▶ _To do_: Your answer must be the lines from the one containing "Query: orange placard" through the last line below, copied exactly, with no pictures.

(Collected data)
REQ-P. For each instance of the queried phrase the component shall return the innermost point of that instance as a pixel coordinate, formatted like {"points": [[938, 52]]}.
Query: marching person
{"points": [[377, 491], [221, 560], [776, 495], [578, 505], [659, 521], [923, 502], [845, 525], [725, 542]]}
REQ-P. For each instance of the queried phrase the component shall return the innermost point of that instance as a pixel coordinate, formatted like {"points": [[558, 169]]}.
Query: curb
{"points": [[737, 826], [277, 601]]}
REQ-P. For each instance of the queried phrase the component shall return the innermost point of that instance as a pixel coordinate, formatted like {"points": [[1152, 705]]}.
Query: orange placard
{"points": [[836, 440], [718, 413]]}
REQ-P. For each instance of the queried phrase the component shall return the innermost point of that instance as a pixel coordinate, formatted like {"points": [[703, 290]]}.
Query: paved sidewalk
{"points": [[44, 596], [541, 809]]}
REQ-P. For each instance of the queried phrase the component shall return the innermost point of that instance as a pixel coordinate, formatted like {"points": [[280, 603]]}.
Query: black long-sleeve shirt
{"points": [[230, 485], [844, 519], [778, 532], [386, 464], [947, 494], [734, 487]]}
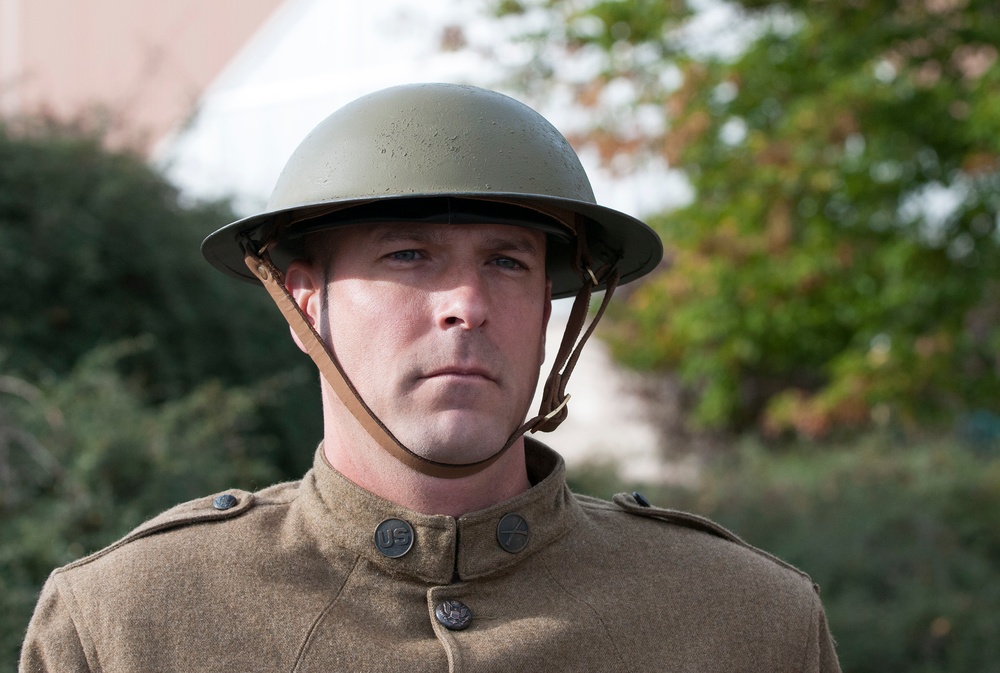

▶ _Reply_:
Query: orange placard
{"points": [[836, 440], [718, 413]]}
REQ-P. For each instance of the queried phrase the component shall return the innermost point of that instance as a pixel coordinate, formatted like {"points": [[703, 290]]}.
Query: paved sidewalk
{"points": [[44, 596], [541, 809]]}
REQ-P. For each instance of the queried phrase the component shall return the innermost point of that instance as a pixel coordinate, formatted like {"points": [[280, 603]]}.
Query: black long-sleeve shirt
{"points": [[230, 485], [844, 519], [778, 532], [386, 464], [947, 494], [734, 487]]}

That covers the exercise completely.